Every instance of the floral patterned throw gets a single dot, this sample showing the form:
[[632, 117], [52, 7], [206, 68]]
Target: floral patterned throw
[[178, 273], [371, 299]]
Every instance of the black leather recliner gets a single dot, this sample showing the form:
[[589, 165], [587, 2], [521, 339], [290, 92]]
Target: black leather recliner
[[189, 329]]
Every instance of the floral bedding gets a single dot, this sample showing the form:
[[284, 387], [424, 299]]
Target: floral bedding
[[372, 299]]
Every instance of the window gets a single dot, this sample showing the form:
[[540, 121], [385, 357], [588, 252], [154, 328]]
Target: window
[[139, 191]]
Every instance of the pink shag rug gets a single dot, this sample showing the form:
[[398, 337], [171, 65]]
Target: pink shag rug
┄┄┄┄┄┄┄┄┄┄┄┄┄┄┄┄┄┄┄┄
▶ **EXERCISE**: Turn the lines above into a numbered list, leaving out any blank lines.

▶ **RESULT OF THE TASK**:
1. Every instance of the floral patterned throw gets a single dot, this sample showing the form:
2. [[632, 117], [52, 7], [206, 68]]
3. Target: floral patterned throw
4. [[178, 273], [371, 299]]
5. Every instance of the black leather recliner gets a single dot, this sample showing the form:
6. [[589, 165], [587, 2], [521, 339], [290, 92]]
7. Target: black leather recliner
8. [[189, 329]]
9. Every instance of the floral bedding gets a single dot, this sample showing the form:
10. [[284, 387], [424, 299]]
11. Target: floral bedding
12. [[372, 299]]
13. Every instance of the window gets a single dot, this sample showing the form:
14. [[540, 121], [385, 357], [588, 252], [154, 328]]
15. Target: window
16. [[139, 191]]
17. Every instance of the pink shag rug gets a single dot, this sample showing the form:
18. [[398, 337], [171, 65]]
19. Target: pink shag rug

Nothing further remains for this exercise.